## SUPPLIED RECORDS
# # # #

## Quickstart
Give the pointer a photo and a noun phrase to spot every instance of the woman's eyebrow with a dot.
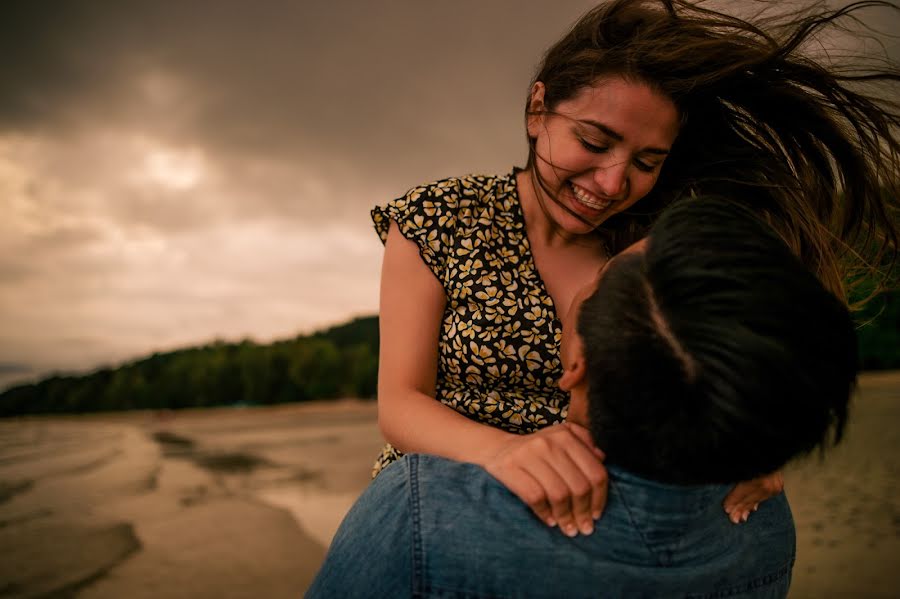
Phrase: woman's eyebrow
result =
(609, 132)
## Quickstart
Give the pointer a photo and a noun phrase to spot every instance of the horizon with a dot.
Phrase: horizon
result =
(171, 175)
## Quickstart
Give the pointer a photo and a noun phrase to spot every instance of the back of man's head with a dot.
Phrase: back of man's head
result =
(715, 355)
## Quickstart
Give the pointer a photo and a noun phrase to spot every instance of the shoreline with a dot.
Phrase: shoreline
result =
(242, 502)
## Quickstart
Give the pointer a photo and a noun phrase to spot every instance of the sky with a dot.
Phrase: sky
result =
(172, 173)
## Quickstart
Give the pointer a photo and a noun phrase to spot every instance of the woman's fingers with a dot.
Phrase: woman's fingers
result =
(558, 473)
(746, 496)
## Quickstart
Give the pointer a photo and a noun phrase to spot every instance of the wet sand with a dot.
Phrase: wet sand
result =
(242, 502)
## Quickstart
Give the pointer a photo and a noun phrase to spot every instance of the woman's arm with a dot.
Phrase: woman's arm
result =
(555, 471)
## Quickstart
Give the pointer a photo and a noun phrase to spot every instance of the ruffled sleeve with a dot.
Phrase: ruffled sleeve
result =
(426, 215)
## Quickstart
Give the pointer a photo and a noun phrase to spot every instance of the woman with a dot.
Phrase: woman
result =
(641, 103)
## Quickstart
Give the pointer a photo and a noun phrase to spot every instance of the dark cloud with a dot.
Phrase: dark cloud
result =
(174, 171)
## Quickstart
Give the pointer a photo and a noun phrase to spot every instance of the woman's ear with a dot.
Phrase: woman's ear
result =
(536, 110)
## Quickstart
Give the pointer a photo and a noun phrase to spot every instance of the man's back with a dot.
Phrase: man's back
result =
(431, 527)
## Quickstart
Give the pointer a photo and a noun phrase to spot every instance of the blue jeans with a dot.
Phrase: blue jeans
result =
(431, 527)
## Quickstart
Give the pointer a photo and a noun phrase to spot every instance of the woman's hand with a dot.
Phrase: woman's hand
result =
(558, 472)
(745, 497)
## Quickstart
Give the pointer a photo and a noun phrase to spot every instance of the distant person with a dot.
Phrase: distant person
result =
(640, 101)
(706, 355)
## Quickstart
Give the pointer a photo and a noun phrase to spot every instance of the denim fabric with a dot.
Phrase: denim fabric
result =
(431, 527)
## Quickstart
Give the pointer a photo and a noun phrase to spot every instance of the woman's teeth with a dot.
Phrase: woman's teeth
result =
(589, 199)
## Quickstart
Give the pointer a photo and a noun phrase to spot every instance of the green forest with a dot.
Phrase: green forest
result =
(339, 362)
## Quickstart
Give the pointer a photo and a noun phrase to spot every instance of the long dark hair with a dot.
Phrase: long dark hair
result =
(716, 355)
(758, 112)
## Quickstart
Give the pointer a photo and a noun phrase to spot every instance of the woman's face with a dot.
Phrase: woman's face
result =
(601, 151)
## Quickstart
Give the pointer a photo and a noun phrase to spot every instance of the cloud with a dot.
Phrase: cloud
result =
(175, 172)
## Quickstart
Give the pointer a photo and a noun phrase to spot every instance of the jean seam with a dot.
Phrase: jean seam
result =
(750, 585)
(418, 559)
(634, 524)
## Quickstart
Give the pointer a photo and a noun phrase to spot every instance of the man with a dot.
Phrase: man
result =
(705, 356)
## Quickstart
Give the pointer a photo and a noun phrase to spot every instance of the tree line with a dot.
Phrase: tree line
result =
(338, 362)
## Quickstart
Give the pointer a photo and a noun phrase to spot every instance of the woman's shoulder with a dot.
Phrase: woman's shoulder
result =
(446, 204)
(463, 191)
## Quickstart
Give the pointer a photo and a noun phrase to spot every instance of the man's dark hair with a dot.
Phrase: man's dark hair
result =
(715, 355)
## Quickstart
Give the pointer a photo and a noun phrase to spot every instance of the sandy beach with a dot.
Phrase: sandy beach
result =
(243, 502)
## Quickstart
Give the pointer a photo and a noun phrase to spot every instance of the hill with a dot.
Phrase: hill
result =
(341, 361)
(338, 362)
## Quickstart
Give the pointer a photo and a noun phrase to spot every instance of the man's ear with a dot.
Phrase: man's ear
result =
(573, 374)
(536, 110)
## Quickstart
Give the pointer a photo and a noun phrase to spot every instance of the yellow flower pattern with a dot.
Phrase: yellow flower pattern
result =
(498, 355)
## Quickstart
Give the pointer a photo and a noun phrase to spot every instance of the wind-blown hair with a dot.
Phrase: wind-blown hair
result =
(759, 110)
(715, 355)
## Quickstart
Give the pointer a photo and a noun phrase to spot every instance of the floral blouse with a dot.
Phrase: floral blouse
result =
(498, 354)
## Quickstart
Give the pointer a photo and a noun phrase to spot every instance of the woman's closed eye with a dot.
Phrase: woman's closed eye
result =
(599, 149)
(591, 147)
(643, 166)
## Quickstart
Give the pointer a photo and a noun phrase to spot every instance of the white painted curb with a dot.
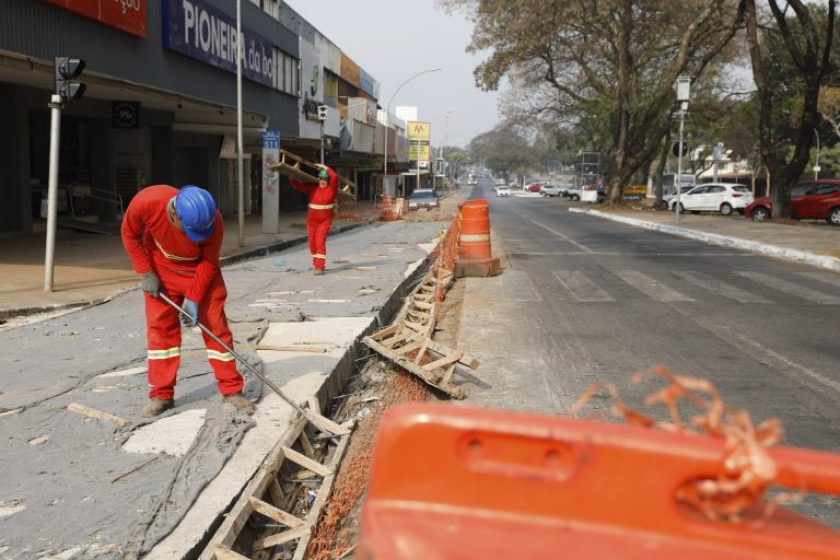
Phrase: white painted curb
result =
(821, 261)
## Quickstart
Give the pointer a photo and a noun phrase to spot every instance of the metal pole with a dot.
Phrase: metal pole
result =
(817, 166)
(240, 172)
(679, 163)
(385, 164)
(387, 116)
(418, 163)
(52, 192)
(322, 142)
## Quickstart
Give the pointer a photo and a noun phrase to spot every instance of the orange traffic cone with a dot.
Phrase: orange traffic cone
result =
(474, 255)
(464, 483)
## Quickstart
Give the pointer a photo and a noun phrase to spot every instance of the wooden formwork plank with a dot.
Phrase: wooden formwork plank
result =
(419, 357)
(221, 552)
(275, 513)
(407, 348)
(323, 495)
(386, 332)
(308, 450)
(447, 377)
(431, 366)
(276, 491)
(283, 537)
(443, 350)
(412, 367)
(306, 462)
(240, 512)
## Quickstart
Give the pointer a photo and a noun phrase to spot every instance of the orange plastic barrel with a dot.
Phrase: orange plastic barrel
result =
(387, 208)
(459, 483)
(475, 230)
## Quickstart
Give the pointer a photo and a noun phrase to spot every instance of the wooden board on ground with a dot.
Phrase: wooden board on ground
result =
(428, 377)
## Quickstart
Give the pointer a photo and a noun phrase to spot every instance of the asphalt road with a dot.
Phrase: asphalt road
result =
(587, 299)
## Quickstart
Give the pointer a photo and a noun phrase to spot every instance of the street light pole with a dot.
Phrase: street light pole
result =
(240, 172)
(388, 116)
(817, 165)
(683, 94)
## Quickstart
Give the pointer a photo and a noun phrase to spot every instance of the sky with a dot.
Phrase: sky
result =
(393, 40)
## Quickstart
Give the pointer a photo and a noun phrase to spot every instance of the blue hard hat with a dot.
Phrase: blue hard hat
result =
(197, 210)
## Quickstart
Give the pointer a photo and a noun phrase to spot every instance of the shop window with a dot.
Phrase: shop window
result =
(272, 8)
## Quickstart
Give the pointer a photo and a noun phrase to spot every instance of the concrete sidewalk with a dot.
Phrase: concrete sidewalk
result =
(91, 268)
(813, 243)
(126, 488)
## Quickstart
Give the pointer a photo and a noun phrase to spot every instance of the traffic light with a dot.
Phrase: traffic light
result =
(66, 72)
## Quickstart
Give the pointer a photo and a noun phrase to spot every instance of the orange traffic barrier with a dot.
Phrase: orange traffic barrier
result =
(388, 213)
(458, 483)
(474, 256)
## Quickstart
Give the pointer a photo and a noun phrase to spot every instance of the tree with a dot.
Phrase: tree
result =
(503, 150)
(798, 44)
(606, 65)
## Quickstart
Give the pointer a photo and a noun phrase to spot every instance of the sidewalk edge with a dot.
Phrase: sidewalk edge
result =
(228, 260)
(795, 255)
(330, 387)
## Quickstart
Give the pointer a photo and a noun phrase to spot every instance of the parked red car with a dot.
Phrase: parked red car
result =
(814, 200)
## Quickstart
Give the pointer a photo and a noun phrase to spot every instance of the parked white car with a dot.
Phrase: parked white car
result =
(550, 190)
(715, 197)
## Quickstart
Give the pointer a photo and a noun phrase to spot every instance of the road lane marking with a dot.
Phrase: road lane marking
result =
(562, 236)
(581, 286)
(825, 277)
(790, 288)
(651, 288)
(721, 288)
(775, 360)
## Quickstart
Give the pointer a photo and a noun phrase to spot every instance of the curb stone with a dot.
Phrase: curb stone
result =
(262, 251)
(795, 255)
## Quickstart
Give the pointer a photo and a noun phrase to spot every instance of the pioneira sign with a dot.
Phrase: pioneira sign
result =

# # # #

## TASK ITEM
Taking the records above as input, show every line in which the word "pattern" is present.

## COMPLETED EXERCISE
Give the pointer a photo and a noun phrase to spot every instance of the yellow flower pattern with a dot.
Phrase: yellow flower pattern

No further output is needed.